Advance Energy (ADV LN): Acquiring assets in Timor-Leste – Advance Energy is acquiring up to 50% WI in the Buffalo oil field offshore Timor-Leste from Carnarvon Energy for a consideration of up to US$20 mm in cash. Buffalo has produced 21 mmbbl over 5 years in the early 2000s. The cash consideration will be applied to funding the drilling of the B-10 appraisal well and to appraise the contingent oil resource of 31.1 mmbbl with the intention for drilling to take place in late 2021. In the event Advance raises less than US$20 mm, but more than US$10m, Advance will acquire a lower interest in Buffalo. Advance’s equity level is 2.5% per US$1 mm contributed to the project.
ADX Energy (ADX AU)C: Raising new equity – ADX is raising A$1.3 mm of new equity priced at A$0.006 per share. In addition, new investors are offered an option for every two placement shares to acquire an additional share in the company at a strike price of A$0.008 per share (expiry date of 15/06/2021). ADX is also offering a share purchase plan for up to A$1.0 mm allowing shareholders to invest on the same terms as the placement.
Hurricane Energy (HUR LN): Operational update in the UK North Sea - The 205/21a-6 well is currently producing at ~12,300 bbl/d on artificial lift with a ~23% water cut. In early November 2020, the Company decided to limit production to approximately 12,000 bbl/d for reservoir evaluation and management purposes and aims to maintain production around this level in the near-term. Hurricane could re-enter and side-track the existing 205/21a-7z well to boost production capacity in 2021. Development costs are currently estimated at ~US$60 mm. Water injection is also considered for 2022 with an estimated cost of US$75 mm for the programme. At as the end of November Hurricane held US$87 mm in net free cash. The company has appointed advisors to discuss funding options with parties including the holders of its convertible bonds.
Jersey Oil & Gas (JOG LN): Update on prospectivity in the UK – Jersey has matured four prospects to drill-ready status: Verbier Deep, Cortina NE (J64), Wengen (P2170) and Zermatt (P2497) with aggregate P50 prospective resources of 222 mmboe. Individual probabilities of geological success range from 16 to 30%. Subject to funding, a drilling campaign is planned from 2022.
OKEA (OKEA NO): Acquiring Norway assets – OKEA is acquiring 40% WI in the PL972 licence including the Vette oil discovery (30-50 mmboe) from Repsol.

Goal.
Extend the oil and gas company news roundup past its last entry, adding further items in the same style.

Records provided.

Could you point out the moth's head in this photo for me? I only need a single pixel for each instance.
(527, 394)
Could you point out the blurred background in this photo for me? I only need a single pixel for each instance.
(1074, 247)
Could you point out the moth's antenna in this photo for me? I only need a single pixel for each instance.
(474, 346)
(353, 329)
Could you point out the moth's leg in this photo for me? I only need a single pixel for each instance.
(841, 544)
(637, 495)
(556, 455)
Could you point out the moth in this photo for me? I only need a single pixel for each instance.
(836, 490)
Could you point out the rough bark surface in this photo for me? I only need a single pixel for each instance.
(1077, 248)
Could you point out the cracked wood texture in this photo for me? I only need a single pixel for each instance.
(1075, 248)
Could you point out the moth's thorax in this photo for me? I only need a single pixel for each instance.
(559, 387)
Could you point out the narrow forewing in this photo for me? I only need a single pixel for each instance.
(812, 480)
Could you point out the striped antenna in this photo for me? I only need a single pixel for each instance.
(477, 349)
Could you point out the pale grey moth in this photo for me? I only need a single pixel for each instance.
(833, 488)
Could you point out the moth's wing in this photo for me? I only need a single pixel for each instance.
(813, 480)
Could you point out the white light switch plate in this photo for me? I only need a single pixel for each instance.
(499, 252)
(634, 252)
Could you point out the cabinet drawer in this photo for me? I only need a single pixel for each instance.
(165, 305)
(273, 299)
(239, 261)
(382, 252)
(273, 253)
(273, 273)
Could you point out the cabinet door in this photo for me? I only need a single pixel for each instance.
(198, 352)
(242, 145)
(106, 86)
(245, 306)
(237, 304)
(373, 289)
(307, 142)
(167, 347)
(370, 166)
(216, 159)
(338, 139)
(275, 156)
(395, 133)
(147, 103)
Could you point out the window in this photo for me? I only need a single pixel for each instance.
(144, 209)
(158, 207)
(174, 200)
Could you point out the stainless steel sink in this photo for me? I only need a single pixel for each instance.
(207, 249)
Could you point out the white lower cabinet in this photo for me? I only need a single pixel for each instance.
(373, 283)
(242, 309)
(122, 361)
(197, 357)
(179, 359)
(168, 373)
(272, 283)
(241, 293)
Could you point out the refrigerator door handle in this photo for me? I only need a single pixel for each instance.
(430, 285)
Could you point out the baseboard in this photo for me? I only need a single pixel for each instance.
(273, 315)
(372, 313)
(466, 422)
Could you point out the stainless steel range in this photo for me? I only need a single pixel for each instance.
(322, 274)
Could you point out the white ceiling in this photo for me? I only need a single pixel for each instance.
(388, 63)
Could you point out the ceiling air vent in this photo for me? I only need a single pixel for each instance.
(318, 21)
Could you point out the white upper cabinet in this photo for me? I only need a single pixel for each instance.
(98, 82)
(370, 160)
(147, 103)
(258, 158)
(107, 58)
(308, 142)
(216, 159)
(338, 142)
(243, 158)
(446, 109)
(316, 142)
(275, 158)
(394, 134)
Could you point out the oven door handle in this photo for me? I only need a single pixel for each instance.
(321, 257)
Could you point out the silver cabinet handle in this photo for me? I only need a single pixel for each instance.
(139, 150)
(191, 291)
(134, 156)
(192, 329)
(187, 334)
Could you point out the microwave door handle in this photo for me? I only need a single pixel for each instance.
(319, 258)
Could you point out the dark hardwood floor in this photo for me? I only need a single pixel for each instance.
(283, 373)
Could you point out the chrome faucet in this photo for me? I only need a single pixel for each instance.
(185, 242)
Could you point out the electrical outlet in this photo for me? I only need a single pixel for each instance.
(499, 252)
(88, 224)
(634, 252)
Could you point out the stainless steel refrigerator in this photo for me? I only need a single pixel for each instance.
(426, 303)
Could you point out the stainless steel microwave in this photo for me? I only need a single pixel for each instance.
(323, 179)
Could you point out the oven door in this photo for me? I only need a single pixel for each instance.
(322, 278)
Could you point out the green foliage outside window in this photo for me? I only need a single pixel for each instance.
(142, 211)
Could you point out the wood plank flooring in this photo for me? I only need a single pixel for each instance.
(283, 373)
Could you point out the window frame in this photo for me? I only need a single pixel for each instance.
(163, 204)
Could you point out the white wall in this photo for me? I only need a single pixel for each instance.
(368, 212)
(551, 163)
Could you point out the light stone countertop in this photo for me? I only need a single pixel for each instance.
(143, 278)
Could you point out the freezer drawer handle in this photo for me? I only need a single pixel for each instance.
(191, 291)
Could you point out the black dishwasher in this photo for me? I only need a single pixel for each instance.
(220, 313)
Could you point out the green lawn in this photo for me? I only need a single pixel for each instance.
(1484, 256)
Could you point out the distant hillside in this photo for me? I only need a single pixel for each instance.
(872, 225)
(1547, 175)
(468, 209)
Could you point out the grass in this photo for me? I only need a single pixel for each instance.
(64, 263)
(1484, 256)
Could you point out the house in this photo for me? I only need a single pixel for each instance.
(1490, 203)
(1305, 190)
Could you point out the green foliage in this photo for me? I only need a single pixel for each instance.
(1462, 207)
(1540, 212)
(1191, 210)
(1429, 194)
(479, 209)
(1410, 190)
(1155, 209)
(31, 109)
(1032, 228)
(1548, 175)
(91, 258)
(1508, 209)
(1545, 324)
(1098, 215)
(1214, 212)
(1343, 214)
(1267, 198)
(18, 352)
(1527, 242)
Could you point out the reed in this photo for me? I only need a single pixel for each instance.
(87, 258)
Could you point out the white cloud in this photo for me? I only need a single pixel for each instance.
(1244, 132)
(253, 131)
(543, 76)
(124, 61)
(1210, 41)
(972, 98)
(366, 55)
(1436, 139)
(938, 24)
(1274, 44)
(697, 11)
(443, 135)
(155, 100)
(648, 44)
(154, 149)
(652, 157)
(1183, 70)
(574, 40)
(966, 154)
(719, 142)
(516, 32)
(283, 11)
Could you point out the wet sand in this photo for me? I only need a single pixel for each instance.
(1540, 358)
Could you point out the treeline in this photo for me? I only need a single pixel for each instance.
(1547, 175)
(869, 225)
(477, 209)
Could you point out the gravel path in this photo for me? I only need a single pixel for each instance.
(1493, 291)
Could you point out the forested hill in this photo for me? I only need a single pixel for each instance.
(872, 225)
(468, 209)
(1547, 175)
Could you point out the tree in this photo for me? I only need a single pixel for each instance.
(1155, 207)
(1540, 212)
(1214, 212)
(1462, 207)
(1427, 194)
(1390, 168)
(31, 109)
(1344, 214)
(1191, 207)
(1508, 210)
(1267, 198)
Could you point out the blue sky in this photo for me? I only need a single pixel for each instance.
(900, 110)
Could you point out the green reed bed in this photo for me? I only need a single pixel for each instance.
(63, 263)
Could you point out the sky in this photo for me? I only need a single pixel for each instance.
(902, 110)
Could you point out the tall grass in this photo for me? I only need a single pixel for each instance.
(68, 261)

Answer to this task.
Premier Oil (PMO LN): Operations and Corporate update – Chrysaor’s 2P reserves and 2C contingent resources have been respectively estimated at 491 mmboe and 388 mmboe. Premier’s production averaged 61.2 mboe/d from January to November and Premier reiterated it FY20 guidance of 61‐64 mboe/d. Premier expects FY21 production to be in the range of 61-66 mboe/d as new production from Tolmount (due on-stream in 2Q21) offsets natural decline and maintenance shutdowns deferred from 2020. Catcher oil production has been restored to rates >60 mbbl/d following a seven day unplanned outage in mid-November. In early December, production from the Solan field was shut in following the failure of the emergency generator. FY21 capex is estimated at ~US$275 mm. Net debt at the end of November was US$2.06 bn. Chrysaor’s production averaged 174 mboe/d from January to November and Chrysaor forecasts FY20 production of 174 mboe/d with 140-155 mboe/d in 2021. Capex in 2020 and 2021 is estimated at respectively US$718 mm and US$750-850 mm.
Serica Energy (SQZ LN): Operations update in the UK North Sea – During the most recent three-month period, net production from Bruce, Keith and Rhum and Erskine has averaged 26,300 boe/d. Offshore operations on the R3 Intervention Project have been slower than had been anticipated due to poor weather conditions and a technical problem with rig equipment. As a result, rig operations will not be completed before late January 2021.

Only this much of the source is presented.